---- Text shown

Prop. 37 raises questions of food labeling in Calif.
SACRAMENTO (KGO) -- One of the propositions Californians will be asked to vote on this November is Prop. 37. While backers of the proposition say residents have the right to know whether what you eat has been genetically modified, opponents say it's an unnecessary expense that will drive up the cost of food.
In a greenhouse at U.C. Davis, Kent Bradford, director of the Seed Biotechnology Center, is working to develop a lettuce seed that will germinate in hot weather. He says a colleague is trying to produce rice that's better able to withstand draught and salt water, noting, "The difference it could make is enormous when you look at the global situation." According to Bradford, manipulating the genetic material in plants can help us cope with global warming and rising sea levels, "We really need these tools to be able to keep up."
Bradford fears Prop. 37's requirement of a label on genetically modified foods will scare consumers. He says it could also set back corporations that fund university research, "Fifteen years over 90 percent of our soybeans 88 percent of our corn canola oil we eat has all been produced using genetic engineering and no one has ever gotten sick in any documented way related to that."
Bradford calls Proposition 37 an unnecessary burden. But supporters say it's a right to know, "This proposition takes the decision to the California voter, lets them decide," said Dave Murphy with Food Democracy Now. Murphy, a spokesman for Prop 37, says it's pretty simple, "If they're proud of their products they should put a label on it."

--------
---- Given information

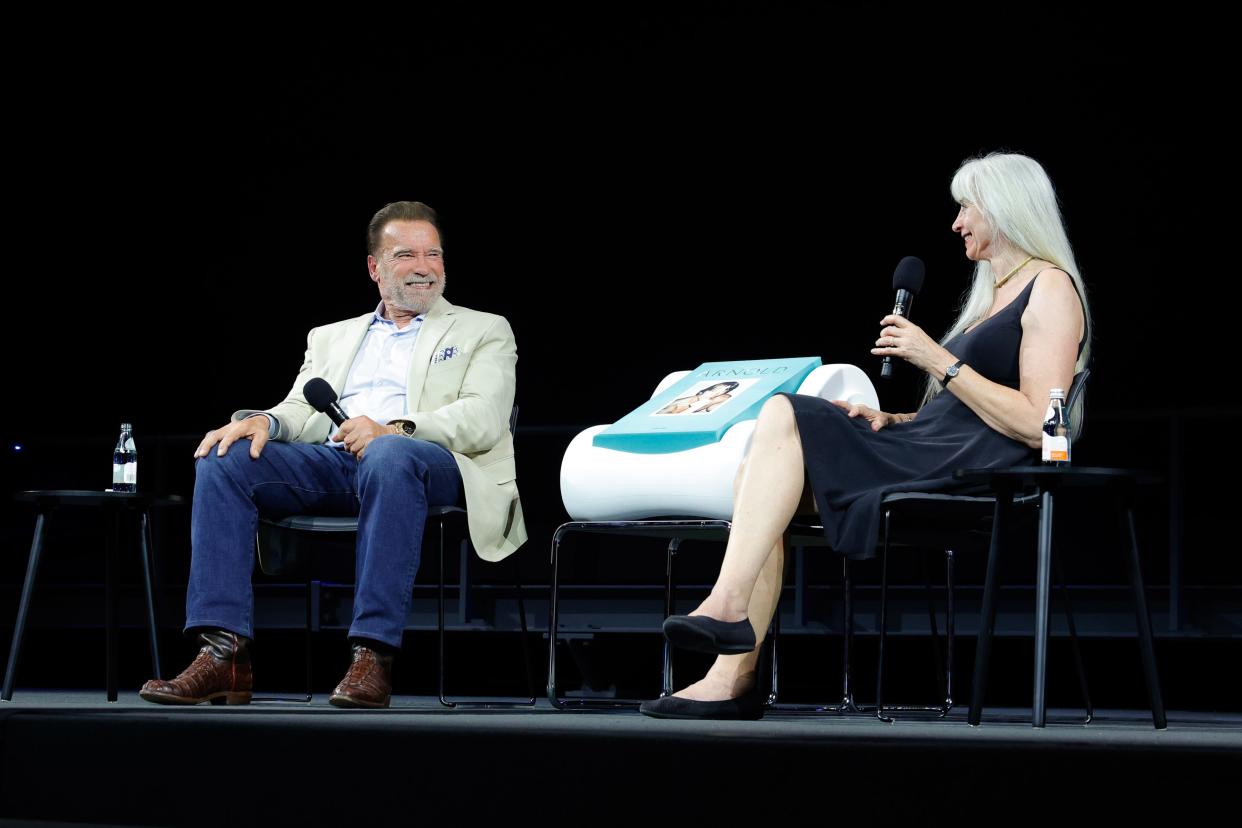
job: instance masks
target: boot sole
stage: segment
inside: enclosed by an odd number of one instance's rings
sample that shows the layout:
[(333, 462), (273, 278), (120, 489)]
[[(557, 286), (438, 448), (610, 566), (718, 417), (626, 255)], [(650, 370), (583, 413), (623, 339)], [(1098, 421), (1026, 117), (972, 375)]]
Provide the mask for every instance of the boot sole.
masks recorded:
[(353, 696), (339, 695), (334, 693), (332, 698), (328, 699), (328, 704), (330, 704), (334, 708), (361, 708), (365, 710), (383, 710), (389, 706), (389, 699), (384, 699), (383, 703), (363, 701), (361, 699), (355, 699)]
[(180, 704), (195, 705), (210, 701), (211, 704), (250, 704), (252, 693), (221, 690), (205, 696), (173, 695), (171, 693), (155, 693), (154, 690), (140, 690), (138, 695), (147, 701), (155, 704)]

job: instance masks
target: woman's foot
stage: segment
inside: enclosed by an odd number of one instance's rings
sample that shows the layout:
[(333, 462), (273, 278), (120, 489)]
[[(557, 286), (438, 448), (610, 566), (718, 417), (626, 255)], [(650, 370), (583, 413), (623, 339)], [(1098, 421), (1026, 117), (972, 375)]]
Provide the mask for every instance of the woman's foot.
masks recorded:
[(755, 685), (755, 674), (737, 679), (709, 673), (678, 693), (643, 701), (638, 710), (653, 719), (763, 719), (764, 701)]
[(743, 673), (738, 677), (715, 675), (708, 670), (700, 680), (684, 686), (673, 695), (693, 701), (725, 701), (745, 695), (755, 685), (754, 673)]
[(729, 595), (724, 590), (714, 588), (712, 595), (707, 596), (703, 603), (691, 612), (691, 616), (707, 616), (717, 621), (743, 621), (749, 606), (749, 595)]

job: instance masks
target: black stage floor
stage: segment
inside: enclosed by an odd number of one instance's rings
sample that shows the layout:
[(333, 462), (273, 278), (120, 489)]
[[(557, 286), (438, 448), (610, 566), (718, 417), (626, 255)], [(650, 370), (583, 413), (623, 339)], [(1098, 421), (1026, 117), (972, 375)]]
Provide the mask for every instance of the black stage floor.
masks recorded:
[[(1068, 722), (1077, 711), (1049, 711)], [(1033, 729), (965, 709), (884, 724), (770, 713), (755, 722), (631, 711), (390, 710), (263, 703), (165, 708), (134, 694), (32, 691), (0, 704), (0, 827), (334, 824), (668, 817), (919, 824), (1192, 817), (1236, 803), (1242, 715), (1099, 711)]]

--------
---- Given information

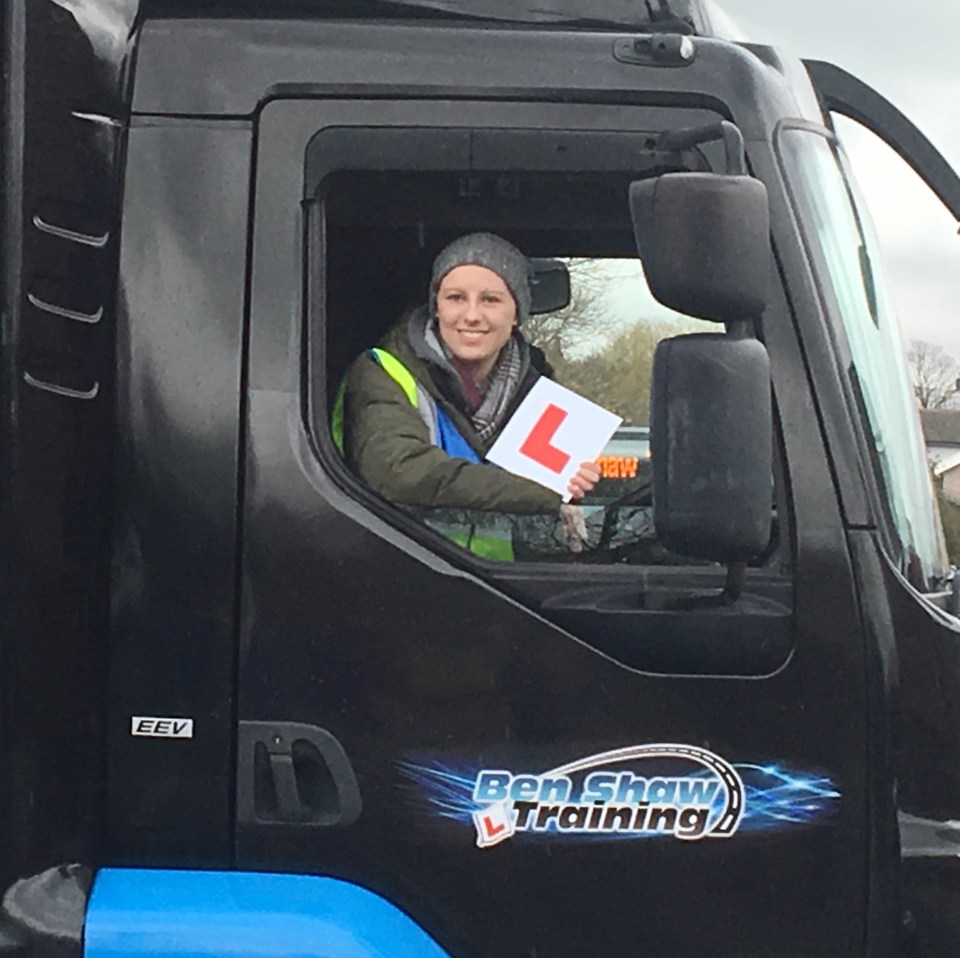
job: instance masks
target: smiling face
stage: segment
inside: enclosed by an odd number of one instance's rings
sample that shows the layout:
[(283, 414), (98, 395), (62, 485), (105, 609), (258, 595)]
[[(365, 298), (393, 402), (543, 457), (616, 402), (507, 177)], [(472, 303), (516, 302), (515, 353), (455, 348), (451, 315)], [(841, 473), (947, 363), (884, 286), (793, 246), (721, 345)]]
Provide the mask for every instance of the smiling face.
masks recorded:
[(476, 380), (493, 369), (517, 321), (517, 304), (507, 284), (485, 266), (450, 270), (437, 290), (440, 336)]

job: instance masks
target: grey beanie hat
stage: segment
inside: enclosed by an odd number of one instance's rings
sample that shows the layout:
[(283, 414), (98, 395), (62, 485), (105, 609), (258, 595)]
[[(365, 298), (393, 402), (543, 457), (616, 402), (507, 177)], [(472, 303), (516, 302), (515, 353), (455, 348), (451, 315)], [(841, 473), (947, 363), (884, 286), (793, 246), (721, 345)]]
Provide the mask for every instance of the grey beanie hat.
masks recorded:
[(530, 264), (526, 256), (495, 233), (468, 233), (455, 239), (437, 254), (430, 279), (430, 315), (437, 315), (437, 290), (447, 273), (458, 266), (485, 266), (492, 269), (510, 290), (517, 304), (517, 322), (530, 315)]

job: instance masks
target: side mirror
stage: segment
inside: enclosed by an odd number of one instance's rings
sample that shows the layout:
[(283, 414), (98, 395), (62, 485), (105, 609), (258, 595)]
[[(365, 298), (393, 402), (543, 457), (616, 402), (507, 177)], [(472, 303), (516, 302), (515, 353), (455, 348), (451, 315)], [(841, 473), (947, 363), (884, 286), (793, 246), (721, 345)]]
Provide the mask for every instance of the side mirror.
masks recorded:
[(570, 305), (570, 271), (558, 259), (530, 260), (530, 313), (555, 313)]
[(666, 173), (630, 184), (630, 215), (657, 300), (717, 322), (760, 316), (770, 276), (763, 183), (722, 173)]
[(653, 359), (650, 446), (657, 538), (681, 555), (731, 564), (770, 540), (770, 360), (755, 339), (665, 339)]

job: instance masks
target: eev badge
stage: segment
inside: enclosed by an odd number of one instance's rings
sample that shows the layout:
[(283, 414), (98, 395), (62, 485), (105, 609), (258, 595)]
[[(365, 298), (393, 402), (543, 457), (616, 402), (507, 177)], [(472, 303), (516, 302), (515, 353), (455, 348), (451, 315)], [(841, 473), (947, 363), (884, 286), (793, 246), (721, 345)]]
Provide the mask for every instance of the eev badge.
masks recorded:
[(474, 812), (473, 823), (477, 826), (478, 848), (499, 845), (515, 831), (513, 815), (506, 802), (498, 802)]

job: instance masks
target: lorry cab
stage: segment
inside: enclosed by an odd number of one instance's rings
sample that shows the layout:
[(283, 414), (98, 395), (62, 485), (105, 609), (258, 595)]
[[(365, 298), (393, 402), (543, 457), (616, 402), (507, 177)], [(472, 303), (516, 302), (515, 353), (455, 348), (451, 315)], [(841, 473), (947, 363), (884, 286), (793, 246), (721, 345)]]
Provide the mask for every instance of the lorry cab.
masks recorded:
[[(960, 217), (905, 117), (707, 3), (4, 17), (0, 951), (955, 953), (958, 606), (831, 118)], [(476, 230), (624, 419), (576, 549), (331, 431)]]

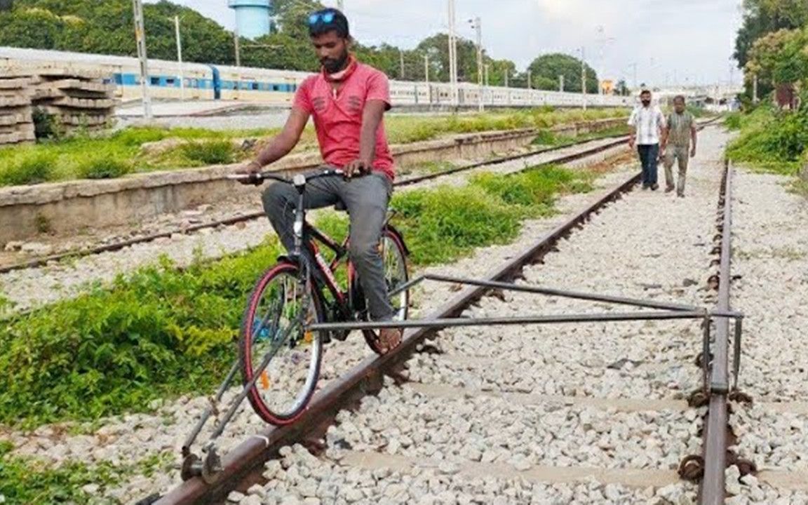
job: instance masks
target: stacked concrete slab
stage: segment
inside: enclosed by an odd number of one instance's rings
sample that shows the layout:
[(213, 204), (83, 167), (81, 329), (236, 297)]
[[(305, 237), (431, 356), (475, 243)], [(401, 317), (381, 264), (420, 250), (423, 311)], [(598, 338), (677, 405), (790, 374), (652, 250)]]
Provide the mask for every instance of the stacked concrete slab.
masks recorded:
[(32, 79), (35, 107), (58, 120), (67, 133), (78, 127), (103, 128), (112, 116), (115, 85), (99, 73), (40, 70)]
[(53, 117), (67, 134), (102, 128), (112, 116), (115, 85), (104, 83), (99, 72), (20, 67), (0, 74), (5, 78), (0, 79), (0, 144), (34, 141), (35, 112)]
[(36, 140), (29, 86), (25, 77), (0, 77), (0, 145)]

--------
---- Given information

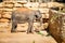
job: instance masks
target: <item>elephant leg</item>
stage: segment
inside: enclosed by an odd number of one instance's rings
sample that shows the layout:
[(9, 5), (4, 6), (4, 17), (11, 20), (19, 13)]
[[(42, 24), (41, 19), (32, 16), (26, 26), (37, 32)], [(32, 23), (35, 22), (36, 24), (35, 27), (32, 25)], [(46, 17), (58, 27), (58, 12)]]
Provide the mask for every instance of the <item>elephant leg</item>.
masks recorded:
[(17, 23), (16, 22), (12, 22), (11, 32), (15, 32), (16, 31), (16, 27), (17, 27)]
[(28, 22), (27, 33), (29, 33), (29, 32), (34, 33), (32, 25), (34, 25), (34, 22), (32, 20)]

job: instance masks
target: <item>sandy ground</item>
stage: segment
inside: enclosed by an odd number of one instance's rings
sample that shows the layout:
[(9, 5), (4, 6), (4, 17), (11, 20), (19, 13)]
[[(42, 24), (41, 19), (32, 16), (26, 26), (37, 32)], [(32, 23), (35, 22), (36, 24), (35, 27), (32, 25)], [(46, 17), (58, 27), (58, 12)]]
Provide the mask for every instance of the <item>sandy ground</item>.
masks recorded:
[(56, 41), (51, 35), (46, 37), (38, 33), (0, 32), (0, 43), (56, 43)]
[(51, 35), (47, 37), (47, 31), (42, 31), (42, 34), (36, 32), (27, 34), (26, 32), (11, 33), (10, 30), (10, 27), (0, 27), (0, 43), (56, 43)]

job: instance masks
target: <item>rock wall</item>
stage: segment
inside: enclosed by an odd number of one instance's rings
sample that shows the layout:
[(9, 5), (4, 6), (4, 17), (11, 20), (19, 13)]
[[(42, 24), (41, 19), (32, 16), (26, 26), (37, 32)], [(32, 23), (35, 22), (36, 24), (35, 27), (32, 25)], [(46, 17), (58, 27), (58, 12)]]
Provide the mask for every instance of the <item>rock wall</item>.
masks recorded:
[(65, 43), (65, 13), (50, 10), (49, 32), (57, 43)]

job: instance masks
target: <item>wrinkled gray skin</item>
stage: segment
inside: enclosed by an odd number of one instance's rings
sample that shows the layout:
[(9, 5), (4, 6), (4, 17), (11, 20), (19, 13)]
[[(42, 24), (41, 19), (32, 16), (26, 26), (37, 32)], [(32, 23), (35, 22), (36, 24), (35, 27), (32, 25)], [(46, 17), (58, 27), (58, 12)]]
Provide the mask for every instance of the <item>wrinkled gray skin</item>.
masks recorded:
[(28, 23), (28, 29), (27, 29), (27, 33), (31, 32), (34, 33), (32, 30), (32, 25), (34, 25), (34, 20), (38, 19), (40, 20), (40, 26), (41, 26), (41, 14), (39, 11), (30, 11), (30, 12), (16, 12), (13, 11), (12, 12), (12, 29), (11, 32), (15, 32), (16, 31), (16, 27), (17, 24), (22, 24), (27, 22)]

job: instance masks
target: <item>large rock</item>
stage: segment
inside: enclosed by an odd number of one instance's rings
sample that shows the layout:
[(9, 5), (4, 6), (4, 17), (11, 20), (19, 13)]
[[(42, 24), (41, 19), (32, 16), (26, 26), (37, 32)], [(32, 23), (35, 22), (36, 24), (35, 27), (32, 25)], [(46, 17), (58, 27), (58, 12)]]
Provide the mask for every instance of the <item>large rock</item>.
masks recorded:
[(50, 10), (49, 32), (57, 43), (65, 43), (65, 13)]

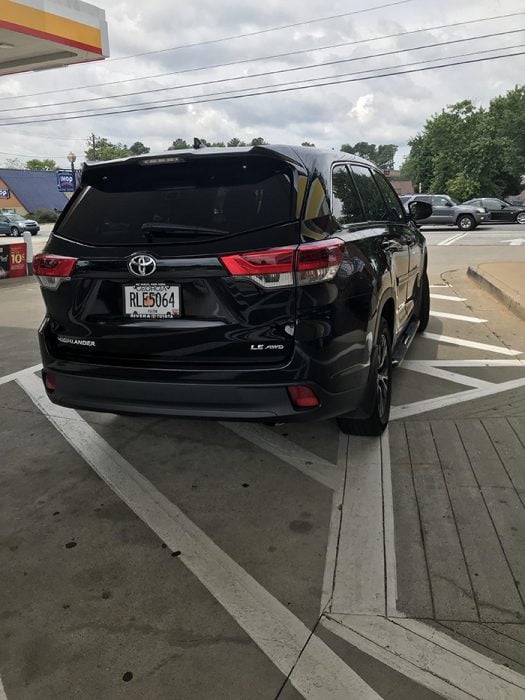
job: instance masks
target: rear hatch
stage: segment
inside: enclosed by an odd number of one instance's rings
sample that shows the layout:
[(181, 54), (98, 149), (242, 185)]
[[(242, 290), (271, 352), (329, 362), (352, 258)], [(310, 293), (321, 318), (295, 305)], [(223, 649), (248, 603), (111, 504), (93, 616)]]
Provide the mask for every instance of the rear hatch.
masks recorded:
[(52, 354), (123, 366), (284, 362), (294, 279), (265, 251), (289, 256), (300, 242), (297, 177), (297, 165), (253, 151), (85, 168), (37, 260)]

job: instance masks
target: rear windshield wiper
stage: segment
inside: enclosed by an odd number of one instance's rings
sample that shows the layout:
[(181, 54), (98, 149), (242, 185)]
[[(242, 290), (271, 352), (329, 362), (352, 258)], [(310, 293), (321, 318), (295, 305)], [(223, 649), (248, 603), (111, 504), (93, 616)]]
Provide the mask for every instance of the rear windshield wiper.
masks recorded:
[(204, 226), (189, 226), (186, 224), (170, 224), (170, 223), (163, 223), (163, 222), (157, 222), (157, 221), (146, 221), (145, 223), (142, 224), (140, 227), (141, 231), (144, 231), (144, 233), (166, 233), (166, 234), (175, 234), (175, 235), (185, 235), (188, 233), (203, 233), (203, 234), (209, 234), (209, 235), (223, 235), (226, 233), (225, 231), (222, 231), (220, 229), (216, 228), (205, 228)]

--------

Task list:
(1) In the Prop. 37 article, what position does Kent Bradford hold?
(2) Pick up the Prop. 37 article right after its final sentence and carry it forward.

List of answers:
(1) He is director of the Seed Biotechnology Center at U.C. Davis.

(2)
That's what Calgene did with their Flavr Savr tomato in the early 1990's. Former Calgene employee Belinda Martineau showed ABC7 News one of the labels, "We had some opposition, but once the tomato made it to the grocery stores they flew off the shelves." Martinuau describes herself as a trained molecular geneticist and says she supports Prop 37, "That's how capitalism works right. You have your new, improved variety of something and you want to tell people about it."
But the way the Yes on 37 Campaign is telling people about genetically modified foods, is to bring up past assurances that cigarette smoking, DDT, and even Agent Orange were nothing to worry about, "To use a health and safety issue or a food safety issue to try to promote this, I find really disturbing from just the point of view of the science and the facts," Bradford said.
Ads opposed to Prop 37 point out the labeling would apply only to some products. Restaurant food, cheese, and meat from animals that have eaten genetically modified feed are all exempt, "The real intent of this initiative is not to label everything in the food system it's to actually to provide basic information on the products that contain the most genetically engineered ingredients," Murphy said.
The Yes on 37 Campaign points to Europe, where GMO labeling is required, and asks why Californians can't have that same right. Well this year BASF, a German chemical company, announced it is ceasing production of genetically modified crops for the European market. The reason -- nobody's buying them.